» **THE TASK**
Each line below should be quoted exactly, please.

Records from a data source
-=-=-

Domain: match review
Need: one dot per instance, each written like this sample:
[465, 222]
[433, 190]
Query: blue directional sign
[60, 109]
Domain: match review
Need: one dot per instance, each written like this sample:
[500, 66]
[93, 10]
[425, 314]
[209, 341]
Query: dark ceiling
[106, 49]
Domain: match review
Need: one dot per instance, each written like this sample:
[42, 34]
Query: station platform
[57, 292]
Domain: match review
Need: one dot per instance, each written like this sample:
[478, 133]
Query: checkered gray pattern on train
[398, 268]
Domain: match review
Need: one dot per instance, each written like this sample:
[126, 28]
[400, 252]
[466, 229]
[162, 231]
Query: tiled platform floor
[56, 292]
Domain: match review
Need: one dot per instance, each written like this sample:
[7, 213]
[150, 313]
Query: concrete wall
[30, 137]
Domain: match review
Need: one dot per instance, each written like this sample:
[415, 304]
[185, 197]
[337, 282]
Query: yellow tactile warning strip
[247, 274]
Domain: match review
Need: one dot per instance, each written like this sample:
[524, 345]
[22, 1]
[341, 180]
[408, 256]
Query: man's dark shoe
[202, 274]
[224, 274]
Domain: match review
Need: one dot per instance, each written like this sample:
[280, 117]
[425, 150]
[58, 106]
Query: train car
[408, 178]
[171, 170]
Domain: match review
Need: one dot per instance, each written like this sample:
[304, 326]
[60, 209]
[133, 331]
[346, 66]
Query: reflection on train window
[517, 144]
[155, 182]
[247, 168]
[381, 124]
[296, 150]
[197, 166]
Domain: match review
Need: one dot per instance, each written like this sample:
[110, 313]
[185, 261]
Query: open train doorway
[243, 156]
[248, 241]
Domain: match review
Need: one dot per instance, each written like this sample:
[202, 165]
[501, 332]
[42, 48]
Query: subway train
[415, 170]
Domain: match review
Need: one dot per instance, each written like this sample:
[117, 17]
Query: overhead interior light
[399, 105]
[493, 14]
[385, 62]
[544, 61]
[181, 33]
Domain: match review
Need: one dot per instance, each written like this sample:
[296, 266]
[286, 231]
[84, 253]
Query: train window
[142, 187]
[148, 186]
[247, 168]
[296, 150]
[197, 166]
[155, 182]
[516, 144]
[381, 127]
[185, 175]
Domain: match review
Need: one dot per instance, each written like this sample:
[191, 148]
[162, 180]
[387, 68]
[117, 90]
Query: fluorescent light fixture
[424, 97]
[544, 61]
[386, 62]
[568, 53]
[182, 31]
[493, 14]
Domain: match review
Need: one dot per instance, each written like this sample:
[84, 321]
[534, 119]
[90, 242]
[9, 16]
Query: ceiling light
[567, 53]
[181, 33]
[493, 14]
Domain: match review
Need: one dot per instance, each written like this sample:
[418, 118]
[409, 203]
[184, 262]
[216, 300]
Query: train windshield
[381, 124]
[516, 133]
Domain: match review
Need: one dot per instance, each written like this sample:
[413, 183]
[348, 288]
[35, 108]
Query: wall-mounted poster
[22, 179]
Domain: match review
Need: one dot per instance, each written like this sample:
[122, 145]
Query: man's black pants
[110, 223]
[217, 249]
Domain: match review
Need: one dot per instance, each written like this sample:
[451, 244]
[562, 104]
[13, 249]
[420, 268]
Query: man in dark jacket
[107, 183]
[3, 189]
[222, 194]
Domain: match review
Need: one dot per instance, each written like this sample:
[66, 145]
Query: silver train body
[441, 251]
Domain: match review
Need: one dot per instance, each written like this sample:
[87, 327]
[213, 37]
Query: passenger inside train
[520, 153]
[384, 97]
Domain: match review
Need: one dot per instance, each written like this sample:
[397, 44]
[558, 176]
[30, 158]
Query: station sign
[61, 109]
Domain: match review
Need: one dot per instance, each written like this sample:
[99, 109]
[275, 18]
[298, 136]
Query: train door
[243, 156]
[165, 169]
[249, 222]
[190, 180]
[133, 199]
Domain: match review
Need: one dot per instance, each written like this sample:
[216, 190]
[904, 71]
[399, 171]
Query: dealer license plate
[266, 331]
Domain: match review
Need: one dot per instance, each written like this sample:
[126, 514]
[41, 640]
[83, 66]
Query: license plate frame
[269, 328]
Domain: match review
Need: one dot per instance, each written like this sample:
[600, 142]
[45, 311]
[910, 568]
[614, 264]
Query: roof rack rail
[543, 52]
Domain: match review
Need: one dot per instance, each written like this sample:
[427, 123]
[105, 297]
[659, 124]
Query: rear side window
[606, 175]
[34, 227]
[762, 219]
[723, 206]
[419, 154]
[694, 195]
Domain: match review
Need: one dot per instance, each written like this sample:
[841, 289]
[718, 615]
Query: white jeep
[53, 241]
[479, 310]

-=-=-

» **TASK ANSWER**
Domain: match review
Need: one dot per instance, each written like this sample:
[465, 222]
[433, 190]
Query: blue directional sign
[60, 109]
Domain: match review
Need: one dot per instance, each written like this sample:
[500, 66]
[93, 10]
[425, 314]
[209, 341]
Query: dark ceiling
[106, 49]
Domain: match review
Need: one dot per instance, each written like this sample:
[42, 34]
Query: station platform
[57, 292]
Domain: match review
Need: one dot per instance, each written like this sample:
[478, 133]
Query: checkered gray pattern on train
[398, 268]
Domain: match review
Need: one dot per instance, each written like this sample:
[126, 28]
[400, 252]
[466, 229]
[162, 231]
Query: tiled platform floor
[56, 292]
Domain: match review
Need: one dot per instance, each written like this sample:
[7, 213]
[150, 313]
Query: concrete wall
[30, 137]
Domain: match review
Need: one dot per instance, each written like this sample:
[415, 304]
[185, 197]
[337, 282]
Query: yellow tactile warning strip
[247, 274]
Domain: match review
Need: one dot per instance, each written like this sample:
[524, 345]
[22, 1]
[341, 180]
[408, 256]
Query: man's dark shoe
[202, 274]
[224, 274]
Domain: match review
Need: one dot per instance, each written like this sample:
[280, 117]
[425, 150]
[58, 106]
Query: train car
[408, 178]
[171, 170]
Domain: match review
Need: one dot per instance, each written like this sample:
[304, 326]
[60, 209]
[133, 331]
[346, 66]
Query: reflection on train window
[517, 144]
[155, 182]
[247, 168]
[381, 124]
[296, 150]
[197, 166]
Domain: match review
Need: one dot per instance, each written like this sample:
[110, 313]
[185, 261]
Query: open train doorway
[243, 156]
[248, 241]
Domain: match review
Need: one dot per instance, each written like this sample:
[202, 165]
[501, 332]
[42, 48]
Query: subway train
[415, 170]
Domain: match review
Need: one dot per instance, each written like this sample:
[117, 17]
Query: overhead interior light
[399, 105]
[493, 14]
[385, 62]
[544, 61]
[181, 33]
Domain: match review
Need: one dot per instance, each written like this sample:
[296, 266]
[286, 231]
[84, 253]
Query: train window
[142, 187]
[148, 186]
[247, 168]
[296, 150]
[197, 166]
[155, 182]
[516, 144]
[381, 127]
[185, 175]
Domain: match review
Need: one dot per instance, each written like this sample:
[191, 148]
[162, 180]
[387, 68]
[117, 90]
Query: fluorescent light fixture
[424, 97]
[544, 61]
[386, 62]
[568, 53]
[182, 31]
[493, 14]
Domain: match review
Need: one dot per instance, each written like this sample:
[84, 321]
[534, 119]
[90, 242]
[9, 16]
Query: ceiling light
[567, 53]
[181, 33]
[493, 14]
Domain: match review
Need: one dot per instance, each written like this sample:
[418, 118]
[409, 203]
[184, 262]
[216, 300]
Query: train windshield
[381, 124]
[516, 133]
Domain: match review
Need: one dot per instance, each written like this sample:
[413, 183]
[348, 288]
[35, 108]
Query: wall-mounted poster
[22, 179]
Domain: match review
Need: one dot per instance, each written like this sample:
[122, 145]
Query: man's black pants
[110, 223]
[217, 249]
Domain: match review
Need: one dot per instance, each written like this sample:
[451, 244]
[562, 104]
[13, 249]
[420, 268]
Query: man in dark jacket
[107, 183]
[3, 189]
[222, 194]
Domain: match review
Need: one dot per instance, each written like this sample:
[66, 145]
Query: silver train body
[441, 251]
Domain: match review
Need: one dot per instance, each written like this sample:
[87, 327]
[213, 37]
Query: passenger inside train
[520, 153]
[384, 97]
Domain: match review
Need: one dot per instance, each written like this sample:
[397, 44]
[558, 176]
[30, 158]
Query: station sign
[61, 109]
Domain: match review
Need: one dot per instance, each written like this sample:
[99, 109]
[275, 18]
[298, 136]
Query: train door
[243, 156]
[165, 169]
[249, 222]
[190, 180]
[133, 199]
Domain: match review
Need: one dot per instance, each written like this sample:
[216, 190]
[904, 71]
[399, 171]
Query: dealer license plate
[266, 331]
Domain: match review
Need: one dot per instance, each written like this sample:
[126, 514]
[41, 640]
[83, 66]
Query: license plate frame
[269, 328]
Domain: match review
Need: one dot per instance, each written like this sample:
[600, 142]
[45, 311]
[910, 568]
[614, 264]
Query: roof rack rail
[543, 52]
Domain: match review
Need: one dot per instance, each written like this sample:
[427, 123]
[105, 297]
[659, 124]
Query: rear side window
[606, 175]
[34, 227]
[762, 219]
[723, 206]
[419, 154]
[694, 195]
Domain: match review
Need: one dot per instance, each written like this sample:
[841, 289]
[718, 615]
Query: white jeep
[53, 241]
[479, 310]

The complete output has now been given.